Dataset records
+ + +
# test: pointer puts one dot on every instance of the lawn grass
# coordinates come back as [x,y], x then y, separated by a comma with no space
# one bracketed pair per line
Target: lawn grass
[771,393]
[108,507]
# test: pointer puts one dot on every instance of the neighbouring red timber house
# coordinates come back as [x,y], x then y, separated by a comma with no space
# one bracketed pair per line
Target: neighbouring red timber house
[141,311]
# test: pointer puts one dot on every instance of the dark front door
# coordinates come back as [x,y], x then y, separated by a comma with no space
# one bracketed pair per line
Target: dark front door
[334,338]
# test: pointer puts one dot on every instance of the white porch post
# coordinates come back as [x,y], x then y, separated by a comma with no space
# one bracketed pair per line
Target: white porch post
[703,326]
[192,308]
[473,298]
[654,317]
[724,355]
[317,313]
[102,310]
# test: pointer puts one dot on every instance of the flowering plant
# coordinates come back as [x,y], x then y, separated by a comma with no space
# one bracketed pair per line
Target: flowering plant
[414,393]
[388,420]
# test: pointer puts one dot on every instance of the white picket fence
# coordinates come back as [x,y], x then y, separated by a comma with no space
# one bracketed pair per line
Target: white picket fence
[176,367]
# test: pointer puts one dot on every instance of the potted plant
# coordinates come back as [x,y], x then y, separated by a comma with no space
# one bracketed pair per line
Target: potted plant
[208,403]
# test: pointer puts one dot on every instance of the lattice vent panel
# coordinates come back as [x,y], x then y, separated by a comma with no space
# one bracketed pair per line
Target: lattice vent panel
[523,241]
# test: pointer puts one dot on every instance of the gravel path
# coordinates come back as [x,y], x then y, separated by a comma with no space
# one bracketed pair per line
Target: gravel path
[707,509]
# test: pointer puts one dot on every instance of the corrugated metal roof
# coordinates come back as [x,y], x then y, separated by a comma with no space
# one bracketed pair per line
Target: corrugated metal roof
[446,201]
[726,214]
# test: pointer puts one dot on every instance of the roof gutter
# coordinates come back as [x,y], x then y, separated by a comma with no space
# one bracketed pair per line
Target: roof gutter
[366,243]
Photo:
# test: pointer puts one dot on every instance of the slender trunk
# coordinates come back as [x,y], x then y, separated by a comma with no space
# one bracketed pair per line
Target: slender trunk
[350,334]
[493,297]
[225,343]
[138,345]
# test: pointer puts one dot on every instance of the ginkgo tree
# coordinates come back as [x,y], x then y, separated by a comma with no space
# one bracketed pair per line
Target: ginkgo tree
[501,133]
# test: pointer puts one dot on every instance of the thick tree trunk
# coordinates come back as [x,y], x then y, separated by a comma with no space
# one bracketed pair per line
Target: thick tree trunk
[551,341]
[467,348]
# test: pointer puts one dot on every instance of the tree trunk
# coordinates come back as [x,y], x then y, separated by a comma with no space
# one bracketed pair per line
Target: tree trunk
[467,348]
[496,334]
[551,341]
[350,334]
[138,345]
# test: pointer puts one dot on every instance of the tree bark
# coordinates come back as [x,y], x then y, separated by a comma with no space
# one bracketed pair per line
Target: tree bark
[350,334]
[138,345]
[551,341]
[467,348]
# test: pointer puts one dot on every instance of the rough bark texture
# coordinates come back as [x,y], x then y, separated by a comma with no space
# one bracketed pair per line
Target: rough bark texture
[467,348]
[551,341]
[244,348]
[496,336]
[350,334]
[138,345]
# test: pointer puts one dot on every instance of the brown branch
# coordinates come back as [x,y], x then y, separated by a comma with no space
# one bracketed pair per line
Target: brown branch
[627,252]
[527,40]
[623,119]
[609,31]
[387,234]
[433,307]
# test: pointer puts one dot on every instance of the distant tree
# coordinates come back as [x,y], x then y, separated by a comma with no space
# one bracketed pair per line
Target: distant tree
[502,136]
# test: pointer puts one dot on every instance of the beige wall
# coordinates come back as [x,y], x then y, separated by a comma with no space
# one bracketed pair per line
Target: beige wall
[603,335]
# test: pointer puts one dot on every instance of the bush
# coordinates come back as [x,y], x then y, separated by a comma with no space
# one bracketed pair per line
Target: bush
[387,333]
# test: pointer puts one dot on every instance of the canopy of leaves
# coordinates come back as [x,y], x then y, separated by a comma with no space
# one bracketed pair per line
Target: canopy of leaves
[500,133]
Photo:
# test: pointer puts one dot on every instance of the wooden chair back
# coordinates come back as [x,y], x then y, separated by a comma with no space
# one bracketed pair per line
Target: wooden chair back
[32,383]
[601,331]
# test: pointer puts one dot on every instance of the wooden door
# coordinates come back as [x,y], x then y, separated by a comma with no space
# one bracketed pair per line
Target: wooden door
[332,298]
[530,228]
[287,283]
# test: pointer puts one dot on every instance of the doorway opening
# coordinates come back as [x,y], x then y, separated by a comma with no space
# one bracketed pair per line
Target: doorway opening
+ + +
Reproduce the material verbatim, line by line.

# test: pointer puts one dot on every instance of the lawn grass
# coordinates come back as [x,y], x then y, separated by a comma with no space
# one bracketed pair per line
Target: lawn grass
[771,393]
[108,507]
# test: pointer puts one dot on every instance of the neighbouring red timber house
# coordinates come back as [x,y], x then y, separated by a comma with no space
# one bracketed pair per line
Target: neighbouring red timber house
[141,311]
# test: pointer puts one dot on every instance of the dark front door
# coordinates come back as [x,y], x then y, separated by a comma with no space
# one bracketed pair per line
Target: dark front door
[334,338]
# test: pointer puts one dot on every instance of the white porch post
# coordinates come back as [x,y], x then y, separated by a comma with no space
# one bracketed pair per line
Target: white porch post
[703,326]
[192,308]
[473,298]
[654,317]
[724,355]
[317,313]
[102,310]
# test: pointer puts one dot on every instance of the flowering plant
# coordinates come back as [x,y], x then y, separated by a comma with no space
# one bracketed pair per line
Target: flowering plant
[414,393]
[388,420]
# test: pointer puts one dot on every instance of the white picket fence
# coordinates come back as [x,y], x then y, separated by a comma with no space
# one bracketed pair per line
Target: white picket fence
[176,367]
# test: pointer puts one dot on every instance of the potted plant
# coordinates come back as [x,y], x then y, separated by a comma with no space
# one bracketed pair per line
Target: potted plant
[208,403]
# test: pointer puts one dot on every instance of the lattice vent panel
# coordinates come back as [x,y], x then y, separated by a comma with no space
# one bracketed pair per line
Target: lattice vent panel
[523,241]
# test: pointer puts one dot on every instance of the gravel path
# coordinates come back as [x,y], x then y, separated by a comma with no space
# one bracketed pair per line
Target: gravel path
[707,509]
# test: pointer puts one dot on every instance of the corrugated metal roof
# coordinates come back as [x,y], x then y, separated by a comma with no space
# one bracketed pair per line
Target: corrugated metal roof
[446,201]
[726,214]
# test: pointer puts one dot on every instance of the roof gutter
# coordinates come back as [x,y], x then y, separated by a comma with no space
# one bracketed pair per line
Target: roof gutter
[366,243]
Photo:
# test: pointer puts one dot on every instance of the slender trunk
# coordinates come back as [x,y], x then y, separated by a comma with no space
# one bracketed pair per line
Target: slender trunk
[350,334]
[493,297]
[225,343]
[138,345]
# test: pointer puts one dot on every instance of the ginkgo tree
# coordinates come back as [x,y], x then y, separated by a comma with no space
# one bracketed pair per line
Target: ginkgo tree
[501,133]
# test: pointer puts one dot on every instance of the thick tree trunk
# coordinates come back as [x,y], x then y, separated by a comma with no space
# one bracketed pair per line
Target: thick tree trunk
[551,341]
[467,348]
# test: pointer puts one dot on every instance of the tree trunk
# coordinates come back as [x,y], x then y, separated by a comma with no space
# one bracketed pair per line
Target: tree trunk
[467,348]
[496,334]
[551,341]
[350,334]
[138,345]
# test: pointer puts one dot on every instance of the tree bark
# coordinates come back as [x,y], x then y, separated by a comma with no space
# one bracketed pair per line
Target: tree bark
[350,334]
[138,345]
[551,341]
[467,348]
# test: pointer puts one dot on every instance of the rough bark texture
# coordinates come back as [x,y], x then y, separated by a comma with no space
# one bracketed pair per line
Target: rough bark texture
[467,348]
[551,341]
[244,348]
[496,336]
[350,334]
[138,345]
# test: pointer puts one dot on every instance of the brown branch
# coordinates come back as [x,y], x then y, separated by a comma with no space
# one bracketed pair per line
Target: brown branch
[627,252]
[527,40]
[623,119]
[609,31]
[387,234]
[433,307]
# test: pointer puts one dot on every instance of the distant tree
# coordinates come back as [x,y], x then y, separated by a comma with no space
# one bracketed pair per line
Target: distant tree
[502,136]
# test: pointer puts one dot on every instance of the beige wall
# coordinates come back as [x,y], x then y, separated by a comma with no space
# one bracketed pair per line
Target: beige wall
[603,335]
# test: pointer puts one dot on every instance of the bush
# coordinates come back as [x,y], x then y, separated by a comma with no space
# one bracketed pair per line
Target: bush
[387,333]
# test: pointer puts one dot on every instance of the canopy of leaves
# coordinates come back as [x,y], x then y, separated by a comma with no space
# one bracketed pair per line
Target: canopy of leaves
[500,133]
Photo:
# test: pointer puts one dot on every instance of the wooden chair back
# coordinates come back as [x,y], x then y, separated by a comma with no space
# one bracketed pair per line
Target: wooden chair back
[32,383]
[601,331]
# test: pointer puts one dot on every instance of the wooden door
# coordinates come back as [x,y], x then y, separated by a comma with no space
# one bracketed pair per line
Target: wooden door
[332,298]
[530,228]
[287,283]
# test: pointer puts one dot on every instance of the doorway opening
# coordinates come back as [x,y], x then y, separated by a comma with no space
# one bracketed pair per line
Target: doorway opening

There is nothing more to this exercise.